╭─ RECORDS SHOWN

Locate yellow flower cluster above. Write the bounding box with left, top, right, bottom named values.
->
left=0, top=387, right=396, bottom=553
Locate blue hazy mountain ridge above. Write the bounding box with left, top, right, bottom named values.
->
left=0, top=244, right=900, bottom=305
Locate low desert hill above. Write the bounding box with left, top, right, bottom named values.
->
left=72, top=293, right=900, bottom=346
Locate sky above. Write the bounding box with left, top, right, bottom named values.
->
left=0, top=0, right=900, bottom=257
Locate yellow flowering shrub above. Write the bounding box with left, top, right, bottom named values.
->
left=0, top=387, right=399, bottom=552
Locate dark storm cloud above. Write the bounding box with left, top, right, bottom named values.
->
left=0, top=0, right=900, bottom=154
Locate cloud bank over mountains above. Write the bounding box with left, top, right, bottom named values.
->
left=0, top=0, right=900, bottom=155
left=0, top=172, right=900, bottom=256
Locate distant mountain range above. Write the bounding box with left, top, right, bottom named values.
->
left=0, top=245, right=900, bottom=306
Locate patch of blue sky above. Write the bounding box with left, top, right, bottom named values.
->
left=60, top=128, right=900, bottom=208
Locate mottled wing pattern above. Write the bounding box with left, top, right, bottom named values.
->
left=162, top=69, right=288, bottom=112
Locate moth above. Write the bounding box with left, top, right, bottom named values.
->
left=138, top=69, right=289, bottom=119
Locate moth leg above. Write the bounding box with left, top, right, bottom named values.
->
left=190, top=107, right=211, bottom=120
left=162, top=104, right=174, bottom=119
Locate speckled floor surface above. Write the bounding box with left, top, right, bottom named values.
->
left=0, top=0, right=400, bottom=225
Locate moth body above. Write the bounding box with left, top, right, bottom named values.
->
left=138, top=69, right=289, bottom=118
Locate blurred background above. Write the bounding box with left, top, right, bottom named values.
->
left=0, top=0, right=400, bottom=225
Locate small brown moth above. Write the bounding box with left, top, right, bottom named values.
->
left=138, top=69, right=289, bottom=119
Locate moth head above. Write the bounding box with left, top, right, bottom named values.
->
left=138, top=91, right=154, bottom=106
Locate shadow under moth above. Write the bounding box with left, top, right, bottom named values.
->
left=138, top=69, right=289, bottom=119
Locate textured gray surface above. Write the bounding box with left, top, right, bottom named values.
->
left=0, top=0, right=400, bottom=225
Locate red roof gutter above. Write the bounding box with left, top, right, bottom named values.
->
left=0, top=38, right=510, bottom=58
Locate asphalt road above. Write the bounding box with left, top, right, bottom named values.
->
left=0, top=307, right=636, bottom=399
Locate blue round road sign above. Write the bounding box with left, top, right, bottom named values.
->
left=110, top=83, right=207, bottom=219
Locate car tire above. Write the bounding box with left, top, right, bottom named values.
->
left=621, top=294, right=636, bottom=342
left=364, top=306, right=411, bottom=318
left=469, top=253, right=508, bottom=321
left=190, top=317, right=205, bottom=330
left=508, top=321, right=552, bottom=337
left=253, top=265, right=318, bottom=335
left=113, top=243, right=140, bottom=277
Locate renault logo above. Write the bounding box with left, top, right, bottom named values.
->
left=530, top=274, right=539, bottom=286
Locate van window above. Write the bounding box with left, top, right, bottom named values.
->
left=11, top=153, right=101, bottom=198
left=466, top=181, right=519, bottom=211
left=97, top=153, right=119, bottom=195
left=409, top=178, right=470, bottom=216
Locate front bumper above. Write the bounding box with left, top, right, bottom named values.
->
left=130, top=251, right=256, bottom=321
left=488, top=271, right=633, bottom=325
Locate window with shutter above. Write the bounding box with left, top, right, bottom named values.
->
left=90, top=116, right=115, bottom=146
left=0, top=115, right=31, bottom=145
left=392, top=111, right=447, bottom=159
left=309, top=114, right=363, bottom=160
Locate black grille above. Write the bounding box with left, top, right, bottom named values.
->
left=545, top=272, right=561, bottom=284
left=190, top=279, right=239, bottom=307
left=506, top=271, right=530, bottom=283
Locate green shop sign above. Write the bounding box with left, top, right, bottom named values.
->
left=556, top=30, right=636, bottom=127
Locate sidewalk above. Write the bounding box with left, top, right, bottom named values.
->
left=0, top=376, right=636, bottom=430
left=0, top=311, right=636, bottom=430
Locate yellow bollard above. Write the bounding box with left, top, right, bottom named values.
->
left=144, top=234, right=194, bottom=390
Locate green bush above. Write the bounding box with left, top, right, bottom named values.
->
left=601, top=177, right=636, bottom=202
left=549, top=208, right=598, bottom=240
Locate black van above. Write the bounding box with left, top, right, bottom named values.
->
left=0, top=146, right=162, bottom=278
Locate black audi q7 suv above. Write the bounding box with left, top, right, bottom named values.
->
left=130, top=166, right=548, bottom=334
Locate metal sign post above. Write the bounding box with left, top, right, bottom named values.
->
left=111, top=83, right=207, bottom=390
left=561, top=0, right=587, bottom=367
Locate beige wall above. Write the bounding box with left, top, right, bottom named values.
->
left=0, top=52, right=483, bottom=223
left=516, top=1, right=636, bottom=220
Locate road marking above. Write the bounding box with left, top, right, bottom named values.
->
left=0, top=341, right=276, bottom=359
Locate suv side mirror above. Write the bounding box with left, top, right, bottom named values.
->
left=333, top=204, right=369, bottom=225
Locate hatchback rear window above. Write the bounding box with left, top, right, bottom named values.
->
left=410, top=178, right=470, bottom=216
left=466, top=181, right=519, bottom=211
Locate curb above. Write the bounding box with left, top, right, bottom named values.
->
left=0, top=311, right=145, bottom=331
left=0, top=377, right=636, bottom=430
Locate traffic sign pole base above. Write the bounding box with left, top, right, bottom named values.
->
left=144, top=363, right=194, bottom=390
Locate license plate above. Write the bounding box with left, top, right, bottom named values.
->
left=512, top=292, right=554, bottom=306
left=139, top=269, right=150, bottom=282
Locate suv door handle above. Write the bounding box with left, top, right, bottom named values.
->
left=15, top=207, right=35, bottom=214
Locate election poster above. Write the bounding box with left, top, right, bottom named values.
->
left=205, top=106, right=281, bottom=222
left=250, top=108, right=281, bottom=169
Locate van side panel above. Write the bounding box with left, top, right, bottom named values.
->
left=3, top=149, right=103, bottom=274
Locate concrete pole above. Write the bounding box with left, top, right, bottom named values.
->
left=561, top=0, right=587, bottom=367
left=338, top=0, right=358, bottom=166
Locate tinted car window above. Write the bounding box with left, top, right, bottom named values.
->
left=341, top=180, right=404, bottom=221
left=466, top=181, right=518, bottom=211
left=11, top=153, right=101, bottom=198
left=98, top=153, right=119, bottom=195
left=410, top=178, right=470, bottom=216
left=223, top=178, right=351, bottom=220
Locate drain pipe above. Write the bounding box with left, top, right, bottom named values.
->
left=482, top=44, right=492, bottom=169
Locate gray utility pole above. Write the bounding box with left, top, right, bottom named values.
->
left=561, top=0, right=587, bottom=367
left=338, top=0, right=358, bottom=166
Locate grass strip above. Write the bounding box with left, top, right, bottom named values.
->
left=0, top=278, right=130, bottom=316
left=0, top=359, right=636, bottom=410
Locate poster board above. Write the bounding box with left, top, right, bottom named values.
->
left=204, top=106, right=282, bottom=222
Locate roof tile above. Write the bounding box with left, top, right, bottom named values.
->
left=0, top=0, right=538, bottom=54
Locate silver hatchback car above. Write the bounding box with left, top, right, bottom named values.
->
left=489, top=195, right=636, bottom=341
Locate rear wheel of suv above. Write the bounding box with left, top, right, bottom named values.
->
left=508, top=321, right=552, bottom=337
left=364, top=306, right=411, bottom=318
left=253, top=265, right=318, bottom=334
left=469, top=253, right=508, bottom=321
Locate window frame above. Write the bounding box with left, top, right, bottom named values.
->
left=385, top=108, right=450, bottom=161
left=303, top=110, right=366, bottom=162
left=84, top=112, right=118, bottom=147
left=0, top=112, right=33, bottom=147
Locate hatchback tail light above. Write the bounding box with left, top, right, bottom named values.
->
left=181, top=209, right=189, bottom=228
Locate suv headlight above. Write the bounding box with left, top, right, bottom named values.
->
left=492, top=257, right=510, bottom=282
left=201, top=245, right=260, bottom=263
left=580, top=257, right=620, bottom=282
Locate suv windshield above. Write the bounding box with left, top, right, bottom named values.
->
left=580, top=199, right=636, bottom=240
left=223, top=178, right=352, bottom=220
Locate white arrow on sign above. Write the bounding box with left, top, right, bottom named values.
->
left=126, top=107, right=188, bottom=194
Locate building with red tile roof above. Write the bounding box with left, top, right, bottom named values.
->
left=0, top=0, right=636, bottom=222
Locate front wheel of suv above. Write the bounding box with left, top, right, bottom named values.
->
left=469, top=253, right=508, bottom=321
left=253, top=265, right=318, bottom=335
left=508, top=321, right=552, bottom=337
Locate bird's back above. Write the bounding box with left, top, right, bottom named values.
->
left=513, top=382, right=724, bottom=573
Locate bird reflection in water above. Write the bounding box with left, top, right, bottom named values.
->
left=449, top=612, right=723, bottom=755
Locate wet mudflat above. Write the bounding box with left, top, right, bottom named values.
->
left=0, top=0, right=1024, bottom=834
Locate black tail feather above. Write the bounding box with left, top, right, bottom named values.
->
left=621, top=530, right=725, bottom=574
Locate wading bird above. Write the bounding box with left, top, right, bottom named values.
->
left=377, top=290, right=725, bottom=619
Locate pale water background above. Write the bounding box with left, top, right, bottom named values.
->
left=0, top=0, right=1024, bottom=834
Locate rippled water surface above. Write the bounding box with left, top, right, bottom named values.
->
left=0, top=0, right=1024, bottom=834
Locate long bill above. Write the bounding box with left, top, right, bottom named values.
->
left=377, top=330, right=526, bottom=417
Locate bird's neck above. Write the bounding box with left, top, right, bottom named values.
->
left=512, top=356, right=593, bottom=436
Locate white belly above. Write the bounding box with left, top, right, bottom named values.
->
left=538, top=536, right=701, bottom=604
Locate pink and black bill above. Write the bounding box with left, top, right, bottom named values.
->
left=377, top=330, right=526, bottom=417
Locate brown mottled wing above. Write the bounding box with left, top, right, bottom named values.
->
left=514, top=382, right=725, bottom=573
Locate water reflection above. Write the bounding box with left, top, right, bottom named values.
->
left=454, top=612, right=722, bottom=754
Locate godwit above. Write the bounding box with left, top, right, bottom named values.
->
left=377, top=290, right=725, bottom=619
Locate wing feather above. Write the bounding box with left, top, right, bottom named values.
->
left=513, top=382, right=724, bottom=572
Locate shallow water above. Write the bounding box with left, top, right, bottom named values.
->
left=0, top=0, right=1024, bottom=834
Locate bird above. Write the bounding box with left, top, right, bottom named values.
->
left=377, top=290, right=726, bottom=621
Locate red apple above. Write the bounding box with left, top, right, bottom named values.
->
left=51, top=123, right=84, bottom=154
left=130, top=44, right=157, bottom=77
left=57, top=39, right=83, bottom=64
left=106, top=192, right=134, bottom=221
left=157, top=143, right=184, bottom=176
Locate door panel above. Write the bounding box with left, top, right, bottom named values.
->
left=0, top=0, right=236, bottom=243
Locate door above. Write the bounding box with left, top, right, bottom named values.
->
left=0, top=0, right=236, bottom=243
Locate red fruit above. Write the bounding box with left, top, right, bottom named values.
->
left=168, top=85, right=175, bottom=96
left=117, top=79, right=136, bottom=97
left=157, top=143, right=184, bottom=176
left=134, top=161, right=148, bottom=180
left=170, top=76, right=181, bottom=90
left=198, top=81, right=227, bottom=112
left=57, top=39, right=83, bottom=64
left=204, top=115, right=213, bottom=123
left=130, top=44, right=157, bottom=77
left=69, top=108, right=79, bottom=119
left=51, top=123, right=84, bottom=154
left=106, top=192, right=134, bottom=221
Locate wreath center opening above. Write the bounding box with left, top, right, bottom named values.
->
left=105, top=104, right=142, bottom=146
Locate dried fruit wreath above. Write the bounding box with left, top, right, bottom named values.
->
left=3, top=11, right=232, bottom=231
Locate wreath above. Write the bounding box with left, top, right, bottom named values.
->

╰─

# YOUR TASK
Report every line in the records above that contains the string "pole", copying each such line in full.

# WRITTEN RESPONSE
Locate traffic sign pole base above. Write the bounding box with left, top, right, bottom named values.
Locate concrete pole above. Write the bounding box with left, top, right, bottom named values.
Locate gray utility pole above. Write the bounding box with left, top, right, bottom named values.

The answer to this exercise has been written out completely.